## [Directive]
Reproduce everything in the cricket report below from "Whereas Stokes and" down to "cost of 199.", word for word.

**** Excerpt to read ****

Zak Crawley played some classy strokes en route to 44, and looked good for his second half-century of the Test before he too drove on the up against Neser, with the same result. It was mind-numbing stuff.

The Gabbatoir closed in, and Australia pounced. Root edged a loose drive on 15 at Starc, his demise delayed only by umpire Holdstock’s failure to spot the edge.

And Australia were again grateful for the technology when Harry Brook, the ball after being wrongly given out caught behind, edged a defensive push at Boland. Umpire Saikat said not out, the technology begged to differ.

When Jamie Smith’s miserable tour continued with another edge off Starc, England had lost five for 38. It was a horror show, made worse for the suspicion that the lessons of Perth had either been forgotten or not learned in the first place.

As much as anything, the third day highlighted a twist that seemed unlikely when England’s fast bowlers were blowing Australia away for 132 in the first Test.

Whereas Stokes and Brendon McCullum have put all their eggs in the basket marked ‘pace’, Australia had wicketkeeper Alex Carey standing up to Neser, who only had to land the ball on a length at 82mph and await England’s self-destruction.

One by one, by contrast, England’s fast bowlers have fallen away. Mark Wood bowled 11 wicketless overs at Perth before injuring his left knee, while Jofra Archer’s three wickets have cost 47 each. But while he has not been helped by dropped catches, Gus Atkinson finished the day with one wicket in the series at a cost of 199.

Brydon Carse has been handed the unenviable role of battering ram, and gone at 5.39 an over even while taking nine wickets, while Stokes’s eight at 19 are partially offset by his profligacy.

The Bazball project is hanging by a thread. At some point over the next few weeks, it seems likely that thread will be cut altogether.

**** Data rows ****

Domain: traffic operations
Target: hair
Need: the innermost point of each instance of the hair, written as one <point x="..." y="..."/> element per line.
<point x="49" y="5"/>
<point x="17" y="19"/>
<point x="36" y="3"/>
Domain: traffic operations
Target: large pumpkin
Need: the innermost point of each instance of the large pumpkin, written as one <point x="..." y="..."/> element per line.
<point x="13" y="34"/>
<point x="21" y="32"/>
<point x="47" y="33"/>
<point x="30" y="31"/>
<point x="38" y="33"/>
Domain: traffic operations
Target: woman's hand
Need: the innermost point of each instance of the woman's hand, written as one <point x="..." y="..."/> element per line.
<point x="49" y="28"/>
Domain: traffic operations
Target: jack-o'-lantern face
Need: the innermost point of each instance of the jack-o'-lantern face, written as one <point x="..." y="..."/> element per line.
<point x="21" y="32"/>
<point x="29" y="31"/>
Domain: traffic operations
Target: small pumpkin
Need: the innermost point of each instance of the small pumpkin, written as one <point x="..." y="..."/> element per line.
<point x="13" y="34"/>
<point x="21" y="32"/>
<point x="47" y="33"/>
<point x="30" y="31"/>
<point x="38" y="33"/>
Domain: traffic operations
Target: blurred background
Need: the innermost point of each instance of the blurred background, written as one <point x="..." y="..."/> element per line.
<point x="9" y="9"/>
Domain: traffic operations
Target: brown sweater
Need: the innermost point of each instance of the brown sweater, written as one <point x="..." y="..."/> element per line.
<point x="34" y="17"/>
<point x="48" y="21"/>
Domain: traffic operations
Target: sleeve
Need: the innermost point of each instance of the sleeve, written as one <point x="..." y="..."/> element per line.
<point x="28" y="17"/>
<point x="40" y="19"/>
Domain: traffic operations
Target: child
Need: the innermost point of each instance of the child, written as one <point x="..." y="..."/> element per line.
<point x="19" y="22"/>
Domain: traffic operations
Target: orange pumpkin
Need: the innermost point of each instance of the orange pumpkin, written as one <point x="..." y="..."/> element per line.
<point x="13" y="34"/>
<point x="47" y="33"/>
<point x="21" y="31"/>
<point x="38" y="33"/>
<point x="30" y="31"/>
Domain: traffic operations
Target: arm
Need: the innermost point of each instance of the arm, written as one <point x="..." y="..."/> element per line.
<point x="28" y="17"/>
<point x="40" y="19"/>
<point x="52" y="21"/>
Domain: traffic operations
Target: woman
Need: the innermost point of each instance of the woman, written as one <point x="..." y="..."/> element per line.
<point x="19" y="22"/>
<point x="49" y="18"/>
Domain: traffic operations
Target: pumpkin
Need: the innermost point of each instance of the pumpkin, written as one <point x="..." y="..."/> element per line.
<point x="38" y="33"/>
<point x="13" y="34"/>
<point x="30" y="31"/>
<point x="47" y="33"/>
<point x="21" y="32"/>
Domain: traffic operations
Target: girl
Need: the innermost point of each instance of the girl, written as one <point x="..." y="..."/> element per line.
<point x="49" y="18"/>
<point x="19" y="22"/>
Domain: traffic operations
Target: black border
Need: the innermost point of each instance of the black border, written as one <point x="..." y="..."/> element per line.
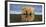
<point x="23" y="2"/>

****
**** Data rows ****

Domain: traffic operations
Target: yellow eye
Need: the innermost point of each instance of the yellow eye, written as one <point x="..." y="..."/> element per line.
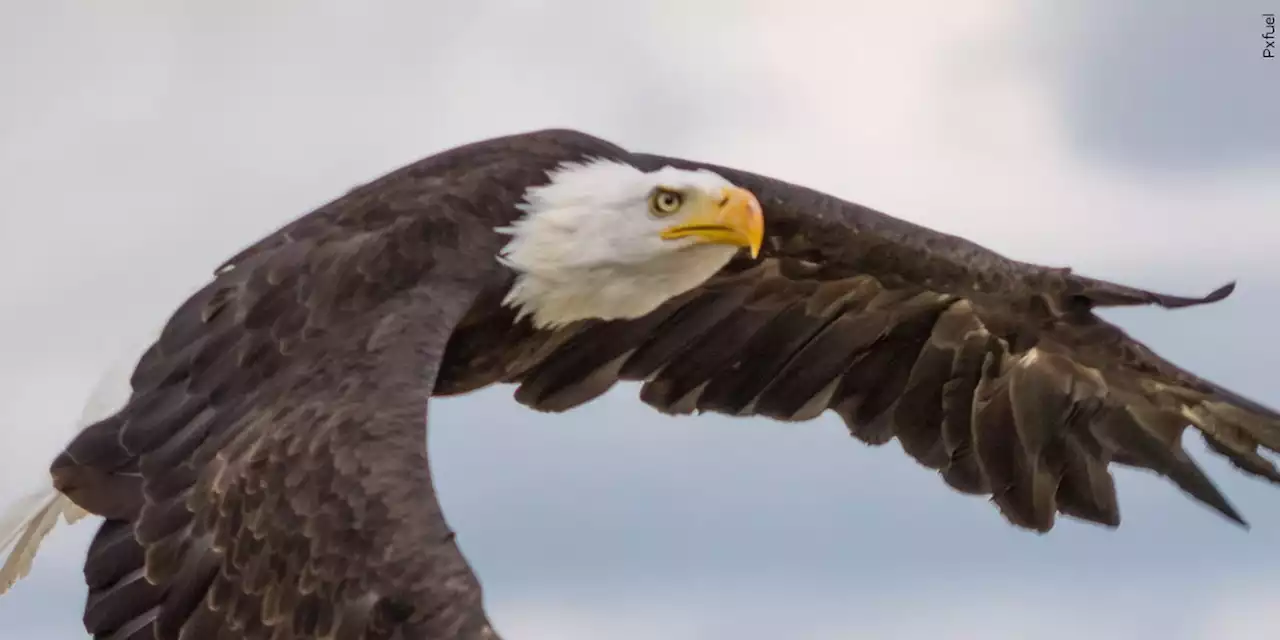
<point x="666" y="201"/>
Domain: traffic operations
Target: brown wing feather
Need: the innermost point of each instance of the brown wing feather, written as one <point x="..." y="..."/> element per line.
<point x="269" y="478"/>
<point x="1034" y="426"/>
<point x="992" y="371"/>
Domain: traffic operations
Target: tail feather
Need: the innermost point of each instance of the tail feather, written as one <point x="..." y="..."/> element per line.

****

## [The answer]
Whereas Stokes and Brendon McCullum have put all their eggs in the basket marked ‘pace’, Australia had wicketkeeper Alex Carey standing up to Neser, who only had to land the ball on a length at 82mph and await England’s self-destruction.

One by one, by contrast, England’s fast bowlers have fallen away. Mark Wood bowled 11 wicketless overs at Perth before injuring his left knee, while Jofra Archer’s three wickets have cost 47 each. But while he has not been helped by dropped catches, Gus Atkinson finished the day with one wicket in the series at a cost of 199.